* _Consigne A_: D'après l'entretien sur la bande dessinée, combien de pages comptaient habituellement les albums ?
* _Consigne B_: Résumez en une phrase le paragraphe de l'entretien sur la bande dessinée qui commence par « Comme il n'y a plus de prépublication », sans en perdre les faits principaux.

Daniel Ceppi : Je suis quelqu’un qui est dans la vie et qui est forcément intéressé par ce qui se passe dans le monde, aujourd’hui encore plus qu’avant, avec la mondialisation, la globalisation…. Ça m’a toujours passionné de toute façon et là, en prenant un peu d’âge, et de bouteille, je peux aborder plus facilement ce type de problème que quand j’étais plus jeune. Quant au fait que ce soit en bande dessinée, en toute franchise, je préfère écrire que dessiner, je suis plus dans l’écriture que dans le dessin. Comme il se trouve que je fais les deux, d’une manière logique c’est de la bande dessinée.

L’I. : En bande dessinée, s’est affirmé le besoin d’avoir plus de pages. Est-ce qu’elle ne reste pas pour traiter ce genre de thème, une limite par rapport à l’écriture seule ? Avez-vous la quantité de pages que vous souhaitez ?

D.C. : Comme il n’y a plus de prépublication, les 44 pages habituelles ont tendance à disparaître. Nous avons maintenant parfois des 120 pages. Il n’y a donc plus ce problème de distance, comme il n’y a plus de prépublication, pour l’éditeur cela revient au même.

* _Extraits d'enregistrements_:
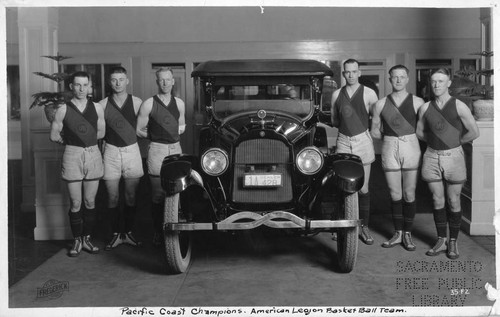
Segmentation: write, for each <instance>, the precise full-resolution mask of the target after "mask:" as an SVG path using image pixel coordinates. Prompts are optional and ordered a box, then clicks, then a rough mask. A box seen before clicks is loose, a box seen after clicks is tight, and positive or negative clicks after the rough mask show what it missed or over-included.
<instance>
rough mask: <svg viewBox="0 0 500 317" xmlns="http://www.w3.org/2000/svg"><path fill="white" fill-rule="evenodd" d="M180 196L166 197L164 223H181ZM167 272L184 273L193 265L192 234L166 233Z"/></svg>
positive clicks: (177, 194) (178, 195) (175, 194)
mask: <svg viewBox="0 0 500 317" xmlns="http://www.w3.org/2000/svg"><path fill="white" fill-rule="evenodd" d="M179 205H180V204H179V194H175V195H173V196H167V197H165V209H164V223H169V222H173V223H176V222H179V210H180V209H179ZM164 239H165V255H166V261H167V270H168V271H169V272H171V273H175V274H177V273H183V272H185V271H186V270H187V268H188V266H189V264H190V263H191V251H192V237H191V233H190V232H179V231H165V232H164Z"/></svg>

* _Réponse rédigée A_: 44 pages.

* _Réponse rédigée B_: Sans prépublication, les 44 pages habituelles tendent à disparaître et certains albums atteignent désormais 120 pages, si bien que le problème de distance ne se pose plus, cela revenant au même pour l'éditeur.